Миф о Мидасе отражает внешнее сходство кожи с золотом, побуждающее
думать, что вообще-то человек может и должен золотить мир. Богатство заложено в природе человека, как золото
- в цвете кожи. И первый признак старости - потеря кожей того сходства с золотом, которым она наделена в колыбели.
Ребёнок - золотистый цветок. Правда, это означает, что человек так же увядает, как цветы.
Золото тоже вянет. Только цветы увядают физически, а золото увядает в человеческих глазах как только оно оказывается
вне досягаемости. Каждому очень интересно золото в своём кошельке или в чужом, но в чужом потенциально - то
есть, очень интересно, сколько можно переложить от из ближних и дальних. Однако, кому интересно, сколько получал
предок две тысячи лет назад? Слишком далеко, чтобы ощутить давление денег, которое так ощутимо при информации
о миллиардах современного богача, вовсе не родственника.
От чужих, но современных денег, что-то очевидно может достаться. Это не алчность и не зависть: зависть, когда
человек убеждён, что изобилие денег в чужом кармане всегда означает недостаток денег в кармане собственном и
что нет иного пути разбогатеть, как лишив денег ближнего своего. Это всё та же оппозиция, что и в противопоставлении
творчества и спасения, веры и ханжества, мира и войны, орала и меча.
Не случайно расизм выбрал в качестве основного признака совершенства цвет кожи: кожа тут отождествляется с
человеком в целом, а цвет - с цветом золота. Идеальный цвет - "белый", то есть, именно золотисто-белый,
а всё, что темнее, то уже испорченное. Это психология, которой недостаточно себя для самооценки, она сравнивает
себя - цвет своей кожи, увесистость своего кошелька - с ближним. Если нет ближнего, то человек не может сам
оценить себя.
Такой человек отчаянно завидует богачу, но предпочитает собственное богатство скрывать, потому что боится чужой
зависти. Только, если богатство достигает какой-то неимоверной величины, человек начинает его демонстрировать,
утверждая свою принадлежность к расе богатых.
Зрелище столь же печальное, как и поведение тех небогатых людей, которые пытаются выглядеть богаче, чем они
есть на самом деле. Так один эстрадный певец выбеливал себе темную кожу, чтобы сделать карьеру в стране "белых".
Не одна красавица XIX века пряталась под зонтиком от солнца, чтобы выглядеть аристократкой, которой нет нужды
работать под палящим солнцем. Когда же белизна кожи стала признаком низшего сословия, загнанного в конторы,
оффисы, кабинеты, признаком богатства стала кожа загорелая.
Признаком бедности служит недостаток "второй кожи" - одежды, обуви, признаком нищеты - недостаток
"первой кожи", которая от недоедания становится столь бледной, что её называют "просвечивающей".
* * *
Кожа есть форма, человек - содержание. Бог есть Слово настолько, насколько Он облёкся не вообще в плоть, а
именно в одежду кожаную. Если что-то мешает такому восприятию кожи, то волосы. Где волосы, там кожи нет, там
уже шкура (это не распространяется лишь на голову). Поэтому мифологические герои
настолько люди, насколько они не волосаты. Исав - оброс шерстью настолько, что его слепой отец думает, что ощупывает
Исава, тогда как он щупает шерсть животного.

▶ _ПИСЬМЕННОЕ ЗАДАНИЕ A_: Переведите на английский язык предложение из текста о коже и золоте: «Если нет ближнего, то человек не может сам оценить себя».

(Записи, взятые из коллекции)
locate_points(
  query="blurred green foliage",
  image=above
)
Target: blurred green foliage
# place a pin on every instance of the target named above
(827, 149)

...

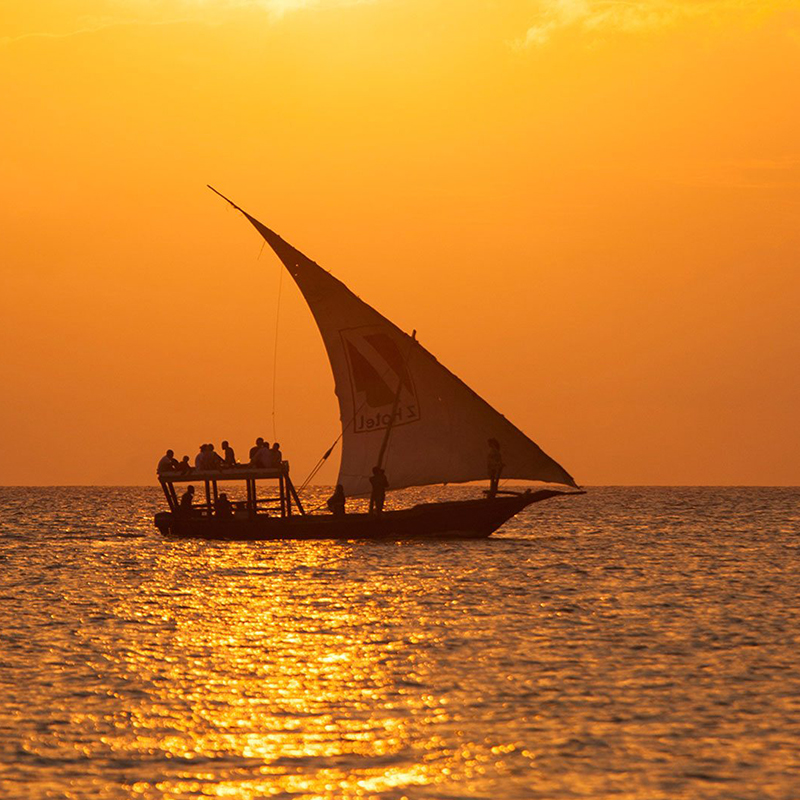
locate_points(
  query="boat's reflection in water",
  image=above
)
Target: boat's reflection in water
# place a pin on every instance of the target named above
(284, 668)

* * *

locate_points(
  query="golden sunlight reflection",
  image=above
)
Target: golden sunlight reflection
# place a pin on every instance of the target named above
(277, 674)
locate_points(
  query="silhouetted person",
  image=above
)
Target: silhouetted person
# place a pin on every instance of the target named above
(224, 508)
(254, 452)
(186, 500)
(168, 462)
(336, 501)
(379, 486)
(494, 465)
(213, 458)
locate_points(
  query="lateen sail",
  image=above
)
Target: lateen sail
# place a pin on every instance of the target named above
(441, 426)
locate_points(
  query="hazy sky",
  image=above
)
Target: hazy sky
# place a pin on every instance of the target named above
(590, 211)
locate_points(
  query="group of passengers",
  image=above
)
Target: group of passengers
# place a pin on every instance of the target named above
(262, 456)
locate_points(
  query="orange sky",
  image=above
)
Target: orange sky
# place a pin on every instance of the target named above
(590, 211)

▶ _ПИСЬМЕННОЕ ЗАДАНИЕ B_: Перечислите все строки записей, в которых есть строка «passengers», с учетом регистра букв.

▶ _ПИСЬМЕННЫЙ ОТВЕТ A_: If there is no neighbor, a person cannot assess themselves on their own.

▶ _ПИСЬМЕННЫЙ ОТВЕТ B_:
  query="group of passengers",
Target: group of passengers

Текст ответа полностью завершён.